## PROVIDED PASSAGE
- Opening Delimiter -
The allocation of significant funds to employ Cuban doctors has sparked outrage as it comes amidst a backdrop of a vast pool of qualified medical professionals within South Africa who remain unemployed. Reports earlier this year indicated that nearly 700 (previously 800) South African medical doctors have struggled to secure jobs in the public sector since completing their qualifications. This plight extends to highly trained nurses facing similar challenges in gaining employment within the healthcare system. Budget constraints, escalating salaries, and substantial medical negligence claims payouts have been cited by the Health Department as reasons for not accommodating these professionals. However, the irony lies in the allocation of funds to employ a handful of Cuban doctors while neglecting homegrown talent.

The unemployment of doctors exacerbates an already dire shortage in the public healthcare system, where statistics reveal approximately three doctors for every 10,000 patients. This issue not only underscores governmental negligence but also the missed opportunity to utilize domestic resources to address critical shortages and contribute to economic growth.

Similarly, the Department of Basic Education faces its own employment crisis. Minister Angie Motshekga confirmed over 31,400 vacant teaching positions across the country’s schools while a significant number of teaching graduates remain unemployed. This exacerbates the chronic shortage of teachers, particularly in peripheral areas, leading to compromised educational standards and increased workload stress among educators.
- Closing Delimiter -
## WORK TO COMPLETE
a) In the passage, how many vacant teaching positions did Minister Angie Motshekga confirm?
b) Decide whether each statement agrees with the passage, answering yes or no and quoting the words that settle it.
(i) The Health Department has given budget constraints as a reason for not employing these professionals.
(ii) The public healthcare system has roughly ten doctors for every 10,000 patients.
(iii) Highly trained nurses find jobs in the healthcare system without difficulty.
The material plays no part in this work.

Collected data entries
- Opening Delimiter -
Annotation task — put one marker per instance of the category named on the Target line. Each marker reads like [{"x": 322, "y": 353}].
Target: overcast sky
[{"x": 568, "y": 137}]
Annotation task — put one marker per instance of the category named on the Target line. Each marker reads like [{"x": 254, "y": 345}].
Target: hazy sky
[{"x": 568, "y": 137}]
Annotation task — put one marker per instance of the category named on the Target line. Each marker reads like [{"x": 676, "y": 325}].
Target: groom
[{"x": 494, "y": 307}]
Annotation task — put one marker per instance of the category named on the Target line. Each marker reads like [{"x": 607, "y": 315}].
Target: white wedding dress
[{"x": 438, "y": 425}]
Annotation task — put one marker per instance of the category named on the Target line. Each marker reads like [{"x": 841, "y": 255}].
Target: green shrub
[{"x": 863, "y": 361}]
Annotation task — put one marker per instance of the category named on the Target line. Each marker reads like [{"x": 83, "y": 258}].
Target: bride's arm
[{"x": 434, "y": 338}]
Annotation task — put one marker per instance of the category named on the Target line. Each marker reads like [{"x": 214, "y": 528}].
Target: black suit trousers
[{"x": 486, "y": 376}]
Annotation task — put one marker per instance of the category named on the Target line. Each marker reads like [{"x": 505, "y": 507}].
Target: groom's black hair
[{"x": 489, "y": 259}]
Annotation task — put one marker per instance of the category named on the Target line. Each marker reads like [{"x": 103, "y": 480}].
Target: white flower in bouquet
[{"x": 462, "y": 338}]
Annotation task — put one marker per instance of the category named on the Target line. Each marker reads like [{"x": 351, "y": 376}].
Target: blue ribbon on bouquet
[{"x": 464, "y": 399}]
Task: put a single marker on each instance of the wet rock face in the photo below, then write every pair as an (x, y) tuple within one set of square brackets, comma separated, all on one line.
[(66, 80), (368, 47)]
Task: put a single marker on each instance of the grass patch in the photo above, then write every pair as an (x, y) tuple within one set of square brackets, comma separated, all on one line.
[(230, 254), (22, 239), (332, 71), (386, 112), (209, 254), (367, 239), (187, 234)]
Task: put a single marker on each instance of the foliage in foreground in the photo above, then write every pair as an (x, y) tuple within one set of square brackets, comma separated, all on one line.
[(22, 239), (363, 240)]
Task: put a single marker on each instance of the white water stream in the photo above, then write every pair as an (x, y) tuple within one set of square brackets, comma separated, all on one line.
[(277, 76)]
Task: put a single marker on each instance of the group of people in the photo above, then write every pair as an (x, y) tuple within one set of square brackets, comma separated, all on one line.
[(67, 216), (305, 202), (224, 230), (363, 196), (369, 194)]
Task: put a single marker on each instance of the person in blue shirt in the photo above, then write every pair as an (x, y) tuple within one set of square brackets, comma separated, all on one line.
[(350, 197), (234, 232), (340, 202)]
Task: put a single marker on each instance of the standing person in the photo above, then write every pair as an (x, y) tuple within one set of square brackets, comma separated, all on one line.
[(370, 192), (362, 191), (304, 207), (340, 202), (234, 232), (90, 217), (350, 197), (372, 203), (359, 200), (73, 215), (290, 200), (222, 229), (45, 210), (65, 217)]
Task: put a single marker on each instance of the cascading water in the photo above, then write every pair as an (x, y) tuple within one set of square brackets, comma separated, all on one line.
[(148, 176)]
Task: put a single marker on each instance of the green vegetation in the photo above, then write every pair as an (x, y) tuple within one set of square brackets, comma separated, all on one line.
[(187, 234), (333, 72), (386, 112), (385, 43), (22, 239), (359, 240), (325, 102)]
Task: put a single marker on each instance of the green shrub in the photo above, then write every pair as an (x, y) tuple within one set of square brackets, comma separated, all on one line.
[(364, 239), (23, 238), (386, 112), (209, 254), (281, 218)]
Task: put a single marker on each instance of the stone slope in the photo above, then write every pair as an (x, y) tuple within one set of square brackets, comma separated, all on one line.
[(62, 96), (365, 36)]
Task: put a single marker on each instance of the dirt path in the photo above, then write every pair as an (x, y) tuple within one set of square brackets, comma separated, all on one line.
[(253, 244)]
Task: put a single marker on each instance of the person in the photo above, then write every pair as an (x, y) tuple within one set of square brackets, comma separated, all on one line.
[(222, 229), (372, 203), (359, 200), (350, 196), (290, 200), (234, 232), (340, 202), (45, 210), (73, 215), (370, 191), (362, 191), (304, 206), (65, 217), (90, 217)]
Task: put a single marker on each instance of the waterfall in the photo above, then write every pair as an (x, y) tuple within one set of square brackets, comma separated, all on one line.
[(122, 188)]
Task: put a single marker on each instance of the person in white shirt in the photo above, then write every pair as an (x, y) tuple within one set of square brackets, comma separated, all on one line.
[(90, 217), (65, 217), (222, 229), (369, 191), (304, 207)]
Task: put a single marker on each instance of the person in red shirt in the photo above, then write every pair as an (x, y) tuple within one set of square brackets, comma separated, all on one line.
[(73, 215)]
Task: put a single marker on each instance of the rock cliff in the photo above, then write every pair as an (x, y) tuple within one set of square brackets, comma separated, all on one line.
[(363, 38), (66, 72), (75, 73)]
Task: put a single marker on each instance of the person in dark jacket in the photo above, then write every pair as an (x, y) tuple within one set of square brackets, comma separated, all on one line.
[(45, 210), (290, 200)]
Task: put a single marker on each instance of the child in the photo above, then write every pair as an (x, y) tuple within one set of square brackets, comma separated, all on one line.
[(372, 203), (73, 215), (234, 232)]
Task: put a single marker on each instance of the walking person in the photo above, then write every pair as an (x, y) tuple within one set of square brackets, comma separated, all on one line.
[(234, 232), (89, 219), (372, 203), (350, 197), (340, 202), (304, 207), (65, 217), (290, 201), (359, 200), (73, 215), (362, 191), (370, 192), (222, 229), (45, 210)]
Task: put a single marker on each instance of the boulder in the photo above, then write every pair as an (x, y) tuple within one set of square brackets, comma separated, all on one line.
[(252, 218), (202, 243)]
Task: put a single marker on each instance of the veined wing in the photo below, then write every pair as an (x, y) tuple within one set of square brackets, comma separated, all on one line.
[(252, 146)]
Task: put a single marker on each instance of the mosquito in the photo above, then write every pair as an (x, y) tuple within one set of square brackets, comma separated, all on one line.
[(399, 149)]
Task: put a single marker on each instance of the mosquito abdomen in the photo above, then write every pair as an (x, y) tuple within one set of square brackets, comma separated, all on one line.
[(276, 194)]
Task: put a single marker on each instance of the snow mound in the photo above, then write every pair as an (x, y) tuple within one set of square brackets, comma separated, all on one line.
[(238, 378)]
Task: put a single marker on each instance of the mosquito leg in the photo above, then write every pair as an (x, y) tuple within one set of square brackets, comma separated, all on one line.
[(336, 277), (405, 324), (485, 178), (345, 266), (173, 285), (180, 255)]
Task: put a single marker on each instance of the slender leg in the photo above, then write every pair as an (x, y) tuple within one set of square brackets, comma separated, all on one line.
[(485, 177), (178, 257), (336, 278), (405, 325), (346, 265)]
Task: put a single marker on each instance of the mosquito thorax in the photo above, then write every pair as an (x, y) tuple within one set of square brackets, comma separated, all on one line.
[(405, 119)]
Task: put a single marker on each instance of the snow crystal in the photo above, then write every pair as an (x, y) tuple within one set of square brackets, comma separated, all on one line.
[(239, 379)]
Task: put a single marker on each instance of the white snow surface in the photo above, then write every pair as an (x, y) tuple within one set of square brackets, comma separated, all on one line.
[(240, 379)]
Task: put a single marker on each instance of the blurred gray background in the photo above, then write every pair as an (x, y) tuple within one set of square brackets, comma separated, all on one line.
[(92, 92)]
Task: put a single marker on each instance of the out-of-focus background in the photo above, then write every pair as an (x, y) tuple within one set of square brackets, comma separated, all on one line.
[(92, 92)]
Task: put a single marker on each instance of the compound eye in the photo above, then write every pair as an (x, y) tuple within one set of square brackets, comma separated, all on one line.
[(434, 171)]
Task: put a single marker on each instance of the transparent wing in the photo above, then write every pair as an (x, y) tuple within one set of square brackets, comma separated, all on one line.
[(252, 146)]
- Closing Delimiter -
## OUTPUTS FOR THE TASKS
a) Over 31,400 vacant teaching positions across the country's schools.

b)
(i) Yes: "Budget constraints, escalating salaries, and substantial medical negligence claims payouts have been cited by the Health Department as reasons for not accommodating these professionals."
(ii) No: "approximately three doctors for every 10,000 patients."
(iii) No: "This plight extends to highly trained nurses facing similar challenges in gaining employment within the healthcare system."